Penelitian di AS menggambarkan bahwa hasil akhir yang
lebih baik diperoleh dengan posisi ekstrim. Dengan pendekatan ini, proses
pencapaian kesepakatan melibatkan penjadwalan yang hati-hati dari informasi
yang terungkap dan konsesi. Kebanyakan orang yang sudah mempelajari negosiasi
percaya bahwa negosiator akan menyingkap
hanya informasi yang perlu dan mereka akan mencoba mendapatkan informasi
sedikit demi sedikit untuk mendapatkan gambaran yang menyeluruh tanpa membuka
tujuan mereka atau strategi konsesinya. Garis besar ini tidak akan bekerja
dalam negosiasi budaya karena proses negosiator Amerika dalam menyatakan isu,
akan tidak umum di negara lain.

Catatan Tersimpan

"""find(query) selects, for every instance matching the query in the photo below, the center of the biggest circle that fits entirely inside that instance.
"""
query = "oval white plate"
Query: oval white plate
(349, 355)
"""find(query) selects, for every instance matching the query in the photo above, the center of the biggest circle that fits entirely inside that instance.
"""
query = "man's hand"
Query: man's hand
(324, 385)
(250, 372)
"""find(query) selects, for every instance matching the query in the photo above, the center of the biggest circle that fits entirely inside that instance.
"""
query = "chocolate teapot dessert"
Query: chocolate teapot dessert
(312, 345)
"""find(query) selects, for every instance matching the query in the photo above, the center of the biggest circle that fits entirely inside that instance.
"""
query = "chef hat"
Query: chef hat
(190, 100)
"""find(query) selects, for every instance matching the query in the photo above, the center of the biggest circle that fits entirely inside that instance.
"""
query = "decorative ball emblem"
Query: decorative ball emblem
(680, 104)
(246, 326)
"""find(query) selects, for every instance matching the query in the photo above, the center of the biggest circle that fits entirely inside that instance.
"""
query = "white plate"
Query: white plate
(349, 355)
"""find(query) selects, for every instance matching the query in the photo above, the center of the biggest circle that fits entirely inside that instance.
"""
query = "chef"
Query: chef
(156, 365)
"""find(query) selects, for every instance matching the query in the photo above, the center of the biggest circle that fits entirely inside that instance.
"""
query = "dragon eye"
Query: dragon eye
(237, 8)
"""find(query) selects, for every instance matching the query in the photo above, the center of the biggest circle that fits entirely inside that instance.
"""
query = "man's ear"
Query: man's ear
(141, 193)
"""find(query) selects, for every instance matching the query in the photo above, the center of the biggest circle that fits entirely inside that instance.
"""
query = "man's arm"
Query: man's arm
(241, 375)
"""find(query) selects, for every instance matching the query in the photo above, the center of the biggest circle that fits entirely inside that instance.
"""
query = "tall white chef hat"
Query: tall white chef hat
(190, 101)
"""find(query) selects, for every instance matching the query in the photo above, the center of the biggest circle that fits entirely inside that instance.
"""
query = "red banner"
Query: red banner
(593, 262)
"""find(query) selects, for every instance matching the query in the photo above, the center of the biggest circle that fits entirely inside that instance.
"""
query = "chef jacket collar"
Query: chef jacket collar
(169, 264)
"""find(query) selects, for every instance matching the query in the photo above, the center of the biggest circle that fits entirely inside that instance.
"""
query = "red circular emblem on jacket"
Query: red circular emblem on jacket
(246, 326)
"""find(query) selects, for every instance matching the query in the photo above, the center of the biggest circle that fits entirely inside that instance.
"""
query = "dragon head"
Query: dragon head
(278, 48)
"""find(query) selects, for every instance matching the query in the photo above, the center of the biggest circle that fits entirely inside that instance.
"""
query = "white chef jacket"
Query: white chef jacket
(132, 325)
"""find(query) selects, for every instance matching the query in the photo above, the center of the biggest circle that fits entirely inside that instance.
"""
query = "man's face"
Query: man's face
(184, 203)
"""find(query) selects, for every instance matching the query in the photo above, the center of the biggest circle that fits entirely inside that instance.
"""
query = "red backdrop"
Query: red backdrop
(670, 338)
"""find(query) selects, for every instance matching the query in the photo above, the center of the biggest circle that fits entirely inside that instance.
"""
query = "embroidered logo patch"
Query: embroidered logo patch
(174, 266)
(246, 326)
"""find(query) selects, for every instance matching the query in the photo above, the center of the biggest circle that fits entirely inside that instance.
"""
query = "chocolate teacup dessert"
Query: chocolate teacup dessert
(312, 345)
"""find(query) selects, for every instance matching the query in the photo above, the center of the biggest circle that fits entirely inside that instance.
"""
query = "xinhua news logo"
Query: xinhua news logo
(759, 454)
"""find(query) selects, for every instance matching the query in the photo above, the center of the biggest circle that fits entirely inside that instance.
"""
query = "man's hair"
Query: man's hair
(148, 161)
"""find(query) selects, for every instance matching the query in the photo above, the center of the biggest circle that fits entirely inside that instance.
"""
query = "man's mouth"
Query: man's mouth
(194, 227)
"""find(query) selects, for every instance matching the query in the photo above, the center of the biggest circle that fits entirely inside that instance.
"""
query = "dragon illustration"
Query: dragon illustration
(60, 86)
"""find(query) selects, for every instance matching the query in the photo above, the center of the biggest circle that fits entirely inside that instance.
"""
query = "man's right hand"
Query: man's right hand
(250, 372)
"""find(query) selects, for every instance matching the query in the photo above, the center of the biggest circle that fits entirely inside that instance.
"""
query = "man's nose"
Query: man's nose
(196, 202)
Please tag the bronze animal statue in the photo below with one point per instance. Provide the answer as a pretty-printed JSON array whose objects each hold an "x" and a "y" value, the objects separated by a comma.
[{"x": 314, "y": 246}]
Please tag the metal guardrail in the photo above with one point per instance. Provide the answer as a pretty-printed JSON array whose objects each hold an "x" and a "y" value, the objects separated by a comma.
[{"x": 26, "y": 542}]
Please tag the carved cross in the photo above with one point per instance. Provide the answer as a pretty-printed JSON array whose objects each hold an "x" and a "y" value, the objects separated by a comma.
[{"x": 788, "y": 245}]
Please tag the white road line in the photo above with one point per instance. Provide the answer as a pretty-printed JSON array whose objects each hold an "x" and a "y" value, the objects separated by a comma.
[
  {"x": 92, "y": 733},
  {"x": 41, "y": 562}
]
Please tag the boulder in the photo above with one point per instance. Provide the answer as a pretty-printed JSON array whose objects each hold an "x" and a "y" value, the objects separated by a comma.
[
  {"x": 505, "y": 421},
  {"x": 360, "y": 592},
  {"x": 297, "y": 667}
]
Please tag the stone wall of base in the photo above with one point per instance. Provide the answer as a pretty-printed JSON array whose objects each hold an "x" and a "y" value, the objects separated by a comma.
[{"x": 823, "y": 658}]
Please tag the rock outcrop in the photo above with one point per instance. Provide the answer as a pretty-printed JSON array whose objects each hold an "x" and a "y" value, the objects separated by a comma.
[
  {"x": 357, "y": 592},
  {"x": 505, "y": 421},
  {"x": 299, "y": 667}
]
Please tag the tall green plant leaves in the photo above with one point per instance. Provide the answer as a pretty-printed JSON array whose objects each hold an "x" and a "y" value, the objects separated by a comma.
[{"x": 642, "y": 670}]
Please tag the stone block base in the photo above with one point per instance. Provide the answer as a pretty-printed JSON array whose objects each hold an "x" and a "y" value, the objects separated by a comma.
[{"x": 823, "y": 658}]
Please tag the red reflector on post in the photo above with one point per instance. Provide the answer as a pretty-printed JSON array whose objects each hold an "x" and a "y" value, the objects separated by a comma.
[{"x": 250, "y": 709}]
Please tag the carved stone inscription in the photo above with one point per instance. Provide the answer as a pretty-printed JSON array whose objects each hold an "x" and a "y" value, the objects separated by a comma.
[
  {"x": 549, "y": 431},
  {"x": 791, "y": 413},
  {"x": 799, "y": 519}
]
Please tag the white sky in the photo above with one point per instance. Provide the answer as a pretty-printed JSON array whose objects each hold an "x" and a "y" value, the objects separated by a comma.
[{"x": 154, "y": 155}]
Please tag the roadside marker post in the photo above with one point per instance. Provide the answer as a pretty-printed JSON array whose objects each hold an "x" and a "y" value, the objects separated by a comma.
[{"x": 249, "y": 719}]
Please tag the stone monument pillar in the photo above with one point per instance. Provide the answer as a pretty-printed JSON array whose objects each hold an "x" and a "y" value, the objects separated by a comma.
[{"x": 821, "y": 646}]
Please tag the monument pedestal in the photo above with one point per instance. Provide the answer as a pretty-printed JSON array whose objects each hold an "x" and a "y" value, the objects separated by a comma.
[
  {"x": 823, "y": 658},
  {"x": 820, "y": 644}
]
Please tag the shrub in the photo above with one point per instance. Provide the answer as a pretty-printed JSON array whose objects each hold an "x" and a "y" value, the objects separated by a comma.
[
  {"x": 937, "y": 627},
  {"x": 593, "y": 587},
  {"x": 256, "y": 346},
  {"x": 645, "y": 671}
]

→ Daftar Tugas
- 1) Menurut penelitian di AS yang disebut dalam bacaan tentang negosiasi, posisi seperti apa yang menghasilkan hasil akhir yang lebih baik?
- 2) Teruskan bacaan tentang negosiasi lintas budaya, mulai dari sesudah kalimat terakhirnya.

→ Jawaban per Tugas
- 1) Posisi ekstrim.

- 2)
Lagi-lagi,
pada tahap akhir dari kesepakatan dan kontrak, praktek lokal menentukan
bagaimana kesepakatan-kesepakatan ini akan dihargai. Amerika memandang kontrak
secara serius, sementara Rusia sering mengkhianati kontrak mereka.
Perundingan kolektif (collective bargaining) adalah suatu proses
dimana para wakil (representatif) dari dua kelompok bertemu dan
bermaksud merundingkan (negosiasi) satu perjanjian yang mengatur
hubungan-hubungan kedua belah pihak di waktu yang akan datang
(Hani handoko, 2000:218). Perundingan kolektif merupakan kerangka hubungan
antara pegawai yang terwakili oleh serikat pekerja dengan pihak manajemen,
untuk melakukan negosiasi dalam penetapan syarat-syarat hubungan kerja.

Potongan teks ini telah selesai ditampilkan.